Task statement =
Identify each line in the data below that contains the word "this" and copy those lines. Letter case counts.
## Start Listing
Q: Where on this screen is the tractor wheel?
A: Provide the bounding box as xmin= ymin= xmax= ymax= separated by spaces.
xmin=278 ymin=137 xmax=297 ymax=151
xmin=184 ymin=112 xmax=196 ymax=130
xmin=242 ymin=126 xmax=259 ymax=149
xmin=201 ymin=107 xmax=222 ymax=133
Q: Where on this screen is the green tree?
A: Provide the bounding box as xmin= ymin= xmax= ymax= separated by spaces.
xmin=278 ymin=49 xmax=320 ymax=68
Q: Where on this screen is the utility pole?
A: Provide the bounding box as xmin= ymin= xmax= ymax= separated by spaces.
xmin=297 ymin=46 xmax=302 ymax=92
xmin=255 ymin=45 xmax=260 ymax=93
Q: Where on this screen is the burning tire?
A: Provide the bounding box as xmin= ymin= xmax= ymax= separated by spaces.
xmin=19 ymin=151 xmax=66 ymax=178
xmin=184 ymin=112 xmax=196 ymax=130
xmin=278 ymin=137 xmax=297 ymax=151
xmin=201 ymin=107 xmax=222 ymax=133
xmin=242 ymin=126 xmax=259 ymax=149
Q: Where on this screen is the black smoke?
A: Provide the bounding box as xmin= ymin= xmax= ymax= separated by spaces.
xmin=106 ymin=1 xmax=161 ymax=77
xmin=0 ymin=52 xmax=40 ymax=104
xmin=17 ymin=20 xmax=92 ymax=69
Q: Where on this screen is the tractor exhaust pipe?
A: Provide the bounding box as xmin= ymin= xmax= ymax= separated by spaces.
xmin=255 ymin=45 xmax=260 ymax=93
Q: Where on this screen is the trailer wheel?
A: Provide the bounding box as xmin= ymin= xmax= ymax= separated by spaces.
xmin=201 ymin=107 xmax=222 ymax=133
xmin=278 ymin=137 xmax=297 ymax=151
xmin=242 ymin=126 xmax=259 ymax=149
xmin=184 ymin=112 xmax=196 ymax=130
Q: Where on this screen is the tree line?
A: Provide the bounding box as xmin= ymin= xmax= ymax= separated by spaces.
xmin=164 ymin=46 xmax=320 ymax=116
## End Listing
Worked solution =
Q: Where on this screen is the tractor wheel?
Q: Where on this screen is the green tree?
Q: Where on this screen is the utility pole?
Q: Where on this screen is the burning tire?
Q: Where on this screen is the black smoke?
Q: Where on this screen is the tractor exhaust pipe?
Q: Where on this screen is the trailer wheel?
Q: Where on this screen is the tree line?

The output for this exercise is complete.